Quote the lines of the listing below, from the line containing "Bounding boxes for white soccer" through the end of the listing, both included, and omit any pictures from your answer.

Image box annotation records
►
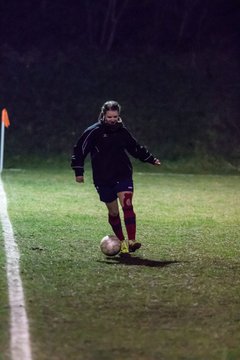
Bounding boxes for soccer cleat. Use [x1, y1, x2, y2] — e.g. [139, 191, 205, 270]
[120, 240, 129, 254]
[129, 240, 142, 252]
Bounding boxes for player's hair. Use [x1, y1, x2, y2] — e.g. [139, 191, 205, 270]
[98, 100, 121, 121]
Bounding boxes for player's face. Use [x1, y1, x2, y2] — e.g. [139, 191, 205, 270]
[105, 110, 119, 125]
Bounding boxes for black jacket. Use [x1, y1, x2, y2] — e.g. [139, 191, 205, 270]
[71, 121, 158, 185]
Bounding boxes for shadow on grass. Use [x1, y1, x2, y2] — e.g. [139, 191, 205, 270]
[98, 255, 180, 268]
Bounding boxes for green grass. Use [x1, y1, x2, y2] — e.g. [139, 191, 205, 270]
[0, 165, 240, 360]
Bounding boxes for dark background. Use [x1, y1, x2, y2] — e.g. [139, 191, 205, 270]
[0, 0, 240, 165]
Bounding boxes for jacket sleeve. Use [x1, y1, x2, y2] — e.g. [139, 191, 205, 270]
[124, 128, 156, 164]
[71, 129, 94, 176]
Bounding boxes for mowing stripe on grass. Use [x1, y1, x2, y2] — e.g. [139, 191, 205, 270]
[0, 177, 32, 360]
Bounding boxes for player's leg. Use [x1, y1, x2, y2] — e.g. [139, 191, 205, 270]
[117, 191, 141, 252]
[105, 199, 124, 241]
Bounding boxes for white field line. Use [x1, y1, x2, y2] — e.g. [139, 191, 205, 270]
[0, 177, 32, 360]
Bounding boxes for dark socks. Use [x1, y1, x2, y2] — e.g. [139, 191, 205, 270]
[123, 206, 136, 240]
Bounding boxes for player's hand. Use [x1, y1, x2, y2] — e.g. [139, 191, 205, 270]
[154, 159, 161, 166]
[76, 176, 84, 183]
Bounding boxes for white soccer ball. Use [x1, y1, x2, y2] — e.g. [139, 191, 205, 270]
[100, 235, 121, 256]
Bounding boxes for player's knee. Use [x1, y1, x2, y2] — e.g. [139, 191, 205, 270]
[108, 210, 119, 218]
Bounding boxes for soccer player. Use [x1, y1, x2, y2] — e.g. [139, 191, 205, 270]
[71, 101, 160, 254]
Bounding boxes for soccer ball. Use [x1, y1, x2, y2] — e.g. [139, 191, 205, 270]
[100, 235, 121, 256]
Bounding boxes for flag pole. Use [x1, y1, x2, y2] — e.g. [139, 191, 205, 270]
[0, 109, 10, 174]
[0, 121, 5, 174]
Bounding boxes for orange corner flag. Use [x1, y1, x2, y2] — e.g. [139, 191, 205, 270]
[2, 109, 10, 127]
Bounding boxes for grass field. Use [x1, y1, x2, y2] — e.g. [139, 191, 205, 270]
[0, 165, 240, 360]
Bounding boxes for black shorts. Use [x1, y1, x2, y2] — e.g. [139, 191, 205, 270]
[95, 179, 134, 203]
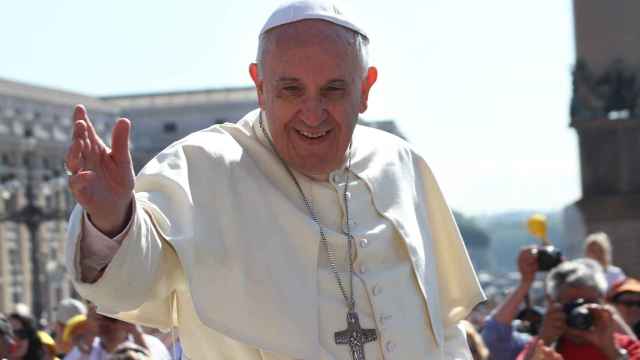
◄
• **Written solution**
Bounding boxes for white soccer ball. Use [x1, y1, x2, y2] — e.g. [139, 191, 205, 270]
[100, 235, 121, 256]
Bounding boxes for player's knee. Use [x1, y1, x2, y2] — e.g. [139, 191, 205, 270]
[108, 210, 119, 218]
Bounding boxes for soccer player. Use [x1, y1, x2, y2] — e.g. [139, 191, 205, 270]
[71, 101, 160, 254]
Bounding boxes for soccer ball. Use [x1, y1, x2, y2] — e.g. [139, 191, 205, 270]
[100, 235, 121, 256]
Bounding boxes for flag pole. Use [x1, y1, x2, y2] — e.g. [139, 191, 205, 270]
[0, 109, 10, 174]
[0, 121, 5, 174]
Bounding boxes for orange corner flag. Use [x1, y1, x2, y2] — e.g. [139, 191, 205, 270]
[2, 109, 10, 127]
Bounding boxes for grass field. Use [x1, y1, x2, y2] — e.g. [139, 191, 205, 270]
[0, 165, 240, 360]
Bounding boxes for black shorts. Use [x1, y1, x2, y2] — e.g. [139, 191, 205, 270]
[95, 179, 134, 203]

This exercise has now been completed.